KUTIPAN DOKUMEN
══════════
TRIBUNNEWS.COM - Mulai 1 Januari 2022, tarif cukai hasil tembakau (CHT) mengalami kenaikan dengan rata-rata 12 persen.
Dalam konferensi pers secara daring terkait dengan Kebijakan Cukai Hasil Tembakau 2022 pada Senin (13/12/2021), Menteri Keuangan, Sri Mulyani Indrawati menyampaikan, Presiden telah menyetujui kebijakan tersebut.
Setelah rapat koordinasi dilaksanakan, kenaikan cukai rata-rata rokok adalah 12 persen.
Namun, untuk Sigaret Kretek Tangan (SKT), Presiden meminta kenaikan 5 persen, sehingga ditetapkan 4,5 persen maksimum.
══════════
BAHAN YANG DISEDIAKAN
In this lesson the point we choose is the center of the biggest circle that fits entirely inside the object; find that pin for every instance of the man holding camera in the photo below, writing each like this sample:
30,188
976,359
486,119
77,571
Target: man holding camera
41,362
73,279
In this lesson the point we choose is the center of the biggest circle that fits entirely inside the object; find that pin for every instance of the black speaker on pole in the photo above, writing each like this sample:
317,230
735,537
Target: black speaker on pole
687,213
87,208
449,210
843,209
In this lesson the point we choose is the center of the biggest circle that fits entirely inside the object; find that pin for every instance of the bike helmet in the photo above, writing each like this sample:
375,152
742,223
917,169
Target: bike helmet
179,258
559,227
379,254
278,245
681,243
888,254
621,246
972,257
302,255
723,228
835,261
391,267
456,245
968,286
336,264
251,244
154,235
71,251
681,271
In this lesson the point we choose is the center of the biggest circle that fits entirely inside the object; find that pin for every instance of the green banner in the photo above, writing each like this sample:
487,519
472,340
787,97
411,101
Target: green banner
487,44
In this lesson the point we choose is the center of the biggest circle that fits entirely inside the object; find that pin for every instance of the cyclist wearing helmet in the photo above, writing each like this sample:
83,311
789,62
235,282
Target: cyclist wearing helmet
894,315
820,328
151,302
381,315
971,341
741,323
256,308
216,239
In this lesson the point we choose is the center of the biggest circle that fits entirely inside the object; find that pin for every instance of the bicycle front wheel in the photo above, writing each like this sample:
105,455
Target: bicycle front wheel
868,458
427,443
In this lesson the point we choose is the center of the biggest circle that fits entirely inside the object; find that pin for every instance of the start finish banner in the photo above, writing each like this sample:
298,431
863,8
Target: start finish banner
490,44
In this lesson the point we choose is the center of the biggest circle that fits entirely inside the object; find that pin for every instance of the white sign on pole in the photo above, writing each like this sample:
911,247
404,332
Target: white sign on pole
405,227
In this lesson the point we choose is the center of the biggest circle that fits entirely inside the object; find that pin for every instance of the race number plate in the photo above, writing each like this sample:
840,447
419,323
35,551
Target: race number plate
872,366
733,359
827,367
══════════
DAFTAR TUGAS
a – Tentukan apakah setiap pernyataan berikut sesuai dengan berita tentang cukai hasil tembakau itu, lalu jawab ya atau tidak disertai kutipan kata-kata yang menentukan: (i) Tarif cukai hasil tembakau naik rata-rata 12 persen mulai 1 Januari 2022. (ii) Konferensi pers tentang kebijakan itu digelar secara tatap muka. (iii) Kenaikan untuk Sigaret Kretek Tangan ditetapkan paling tinggi 4,5 persen.
b – Sebutkan semua besaran persentase berbeda yang muncul dalam berita tentang cukai hasil tembakau itu.
c – Lanjutkan berita tentang kenaikan cukai hasil tembakau itu dari kalimat terakhirnya.

KUNCI JAWABAN
a –
(i) Ya: "Mulai 1 Januari 2022, tarif cukai hasil tembakau (CHT) mengalami kenaikan dengan rata-rata 12 persen."
(ii) Tidak: "konferensi pers secara daring"
(iii) Ya: "sehingga ditetapkan 4,5 persen maksimum"

b – 12 persen, 5 persen, 4,5 persen

c –
Selain itu, kebijakan cukai juga mempertimbangkan dampak terhadap petani tembakau, pekerja, serta industri hasil tembakau secara keseluruhan.
Baca juga: Nasdem: Pengendalian Konsumsi Rokok Lebih Tepat Gunakan Pendekatan Kesehatan
“Kenaikan itu pun bukan hanya mempertimbangkan isu kesehatan, tetapi juga memperhatikan perlindungan buruh, petani, dan industri rokok,” kata Menkeu, dikutip dari kemenkeu.go.id.
Rokok jadi pengeluaran tertinggi kedua bagi masyarakat miskin
Menurut Menkeu, rokok menjadi pengeluaran kedua tertinggi masyarakat miskin di perkotaan dan perdesaan setelah konsumsi beras.
Berdasarkan total pengeluaran, konsumsi rokok mencapai 11,9 persen di perkotaan dan 11,24 persen di pedesaan, lebih rendah dari konsumsi beras.
Bahkan, lebih tinggi dibandingkan pengeluaran untuk protein, seperti daging, telur, tempe, serta ikan.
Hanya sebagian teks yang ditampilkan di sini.